How many lines in the rows below contain the string "instance"? Reply with the number only.

§ **Source material**

▼

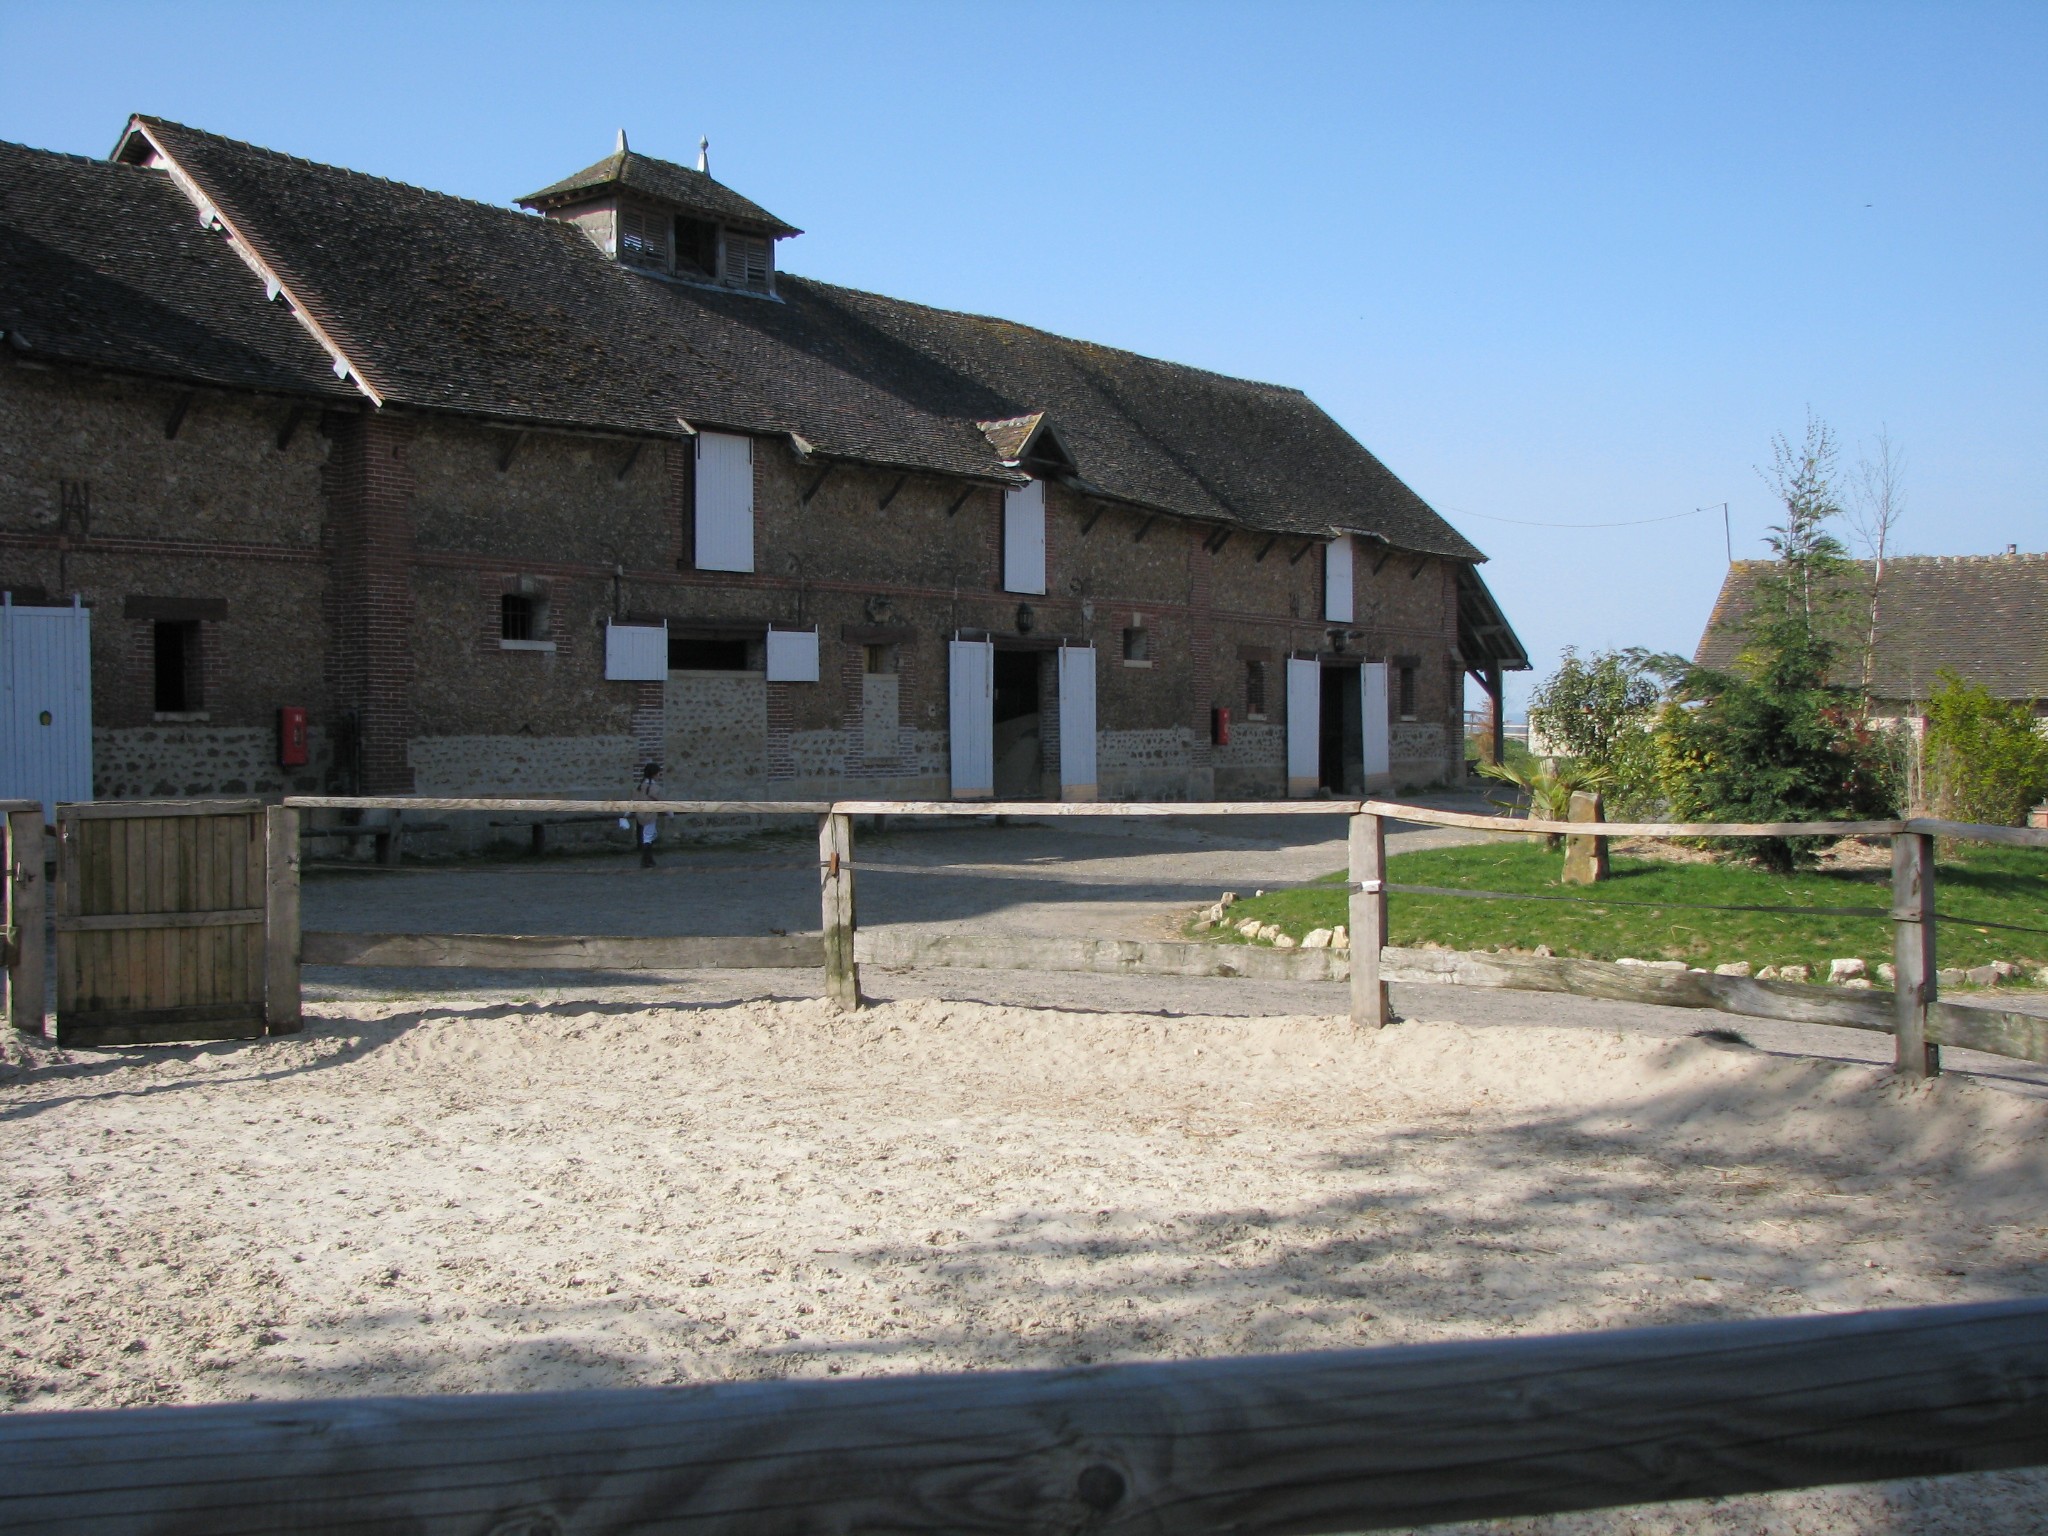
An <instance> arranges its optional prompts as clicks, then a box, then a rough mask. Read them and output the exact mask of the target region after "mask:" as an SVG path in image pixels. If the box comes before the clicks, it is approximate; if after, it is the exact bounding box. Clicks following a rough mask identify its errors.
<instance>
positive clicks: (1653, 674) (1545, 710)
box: [1530, 645, 1686, 815]
mask: <svg viewBox="0 0 2048 1536" xmlns="http://www.w3.org/2000/svg"><path fill="white" fill-rule="evenodd" d="M1683 670H1686V662H1683V659H1679V657H1675V655H1653V653H1651V651H1645V649H1638V647H1630V649H1626V651H1593V653H1591V655H1589V657H1587V659H1579V651H1577V649H1575V647H1571V645H1567V647H1565V655H1563V659H1561V662H1559V668H1556V672H1552V674H1550V676H1548V678H1546V680H1544V682H1542V684H1540V686H1538V688H1536V692H1534V696H1532V698H1530V725H1534V727H1536V729H1538V731H1540V733H1542V737H1544V741H1550V743H1554V745H1556V748H1559V752H1561V754H1563V756H1567V758H1573V760H1577V762H1581V764H1587V766H1591V768H1597V770H1602V774H1604V776H1606V782H1608V784H1610V786H1612V797H1610V799H1612V803H1614V809H1618V811H1620V813H1622V815H1636V813H1647V811H1651V809H1653V807H1655V805H1657V803H1659V801H1661V795H1659V788H1657V745H1655V737H1653V727H1655V723H1657V707H1659V705H1661V702H1663V696H1665V680H1667V678H1671V676H1677V674H1679V672H1683Z"/></svg>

▲

§ **Answer to the exercise**
2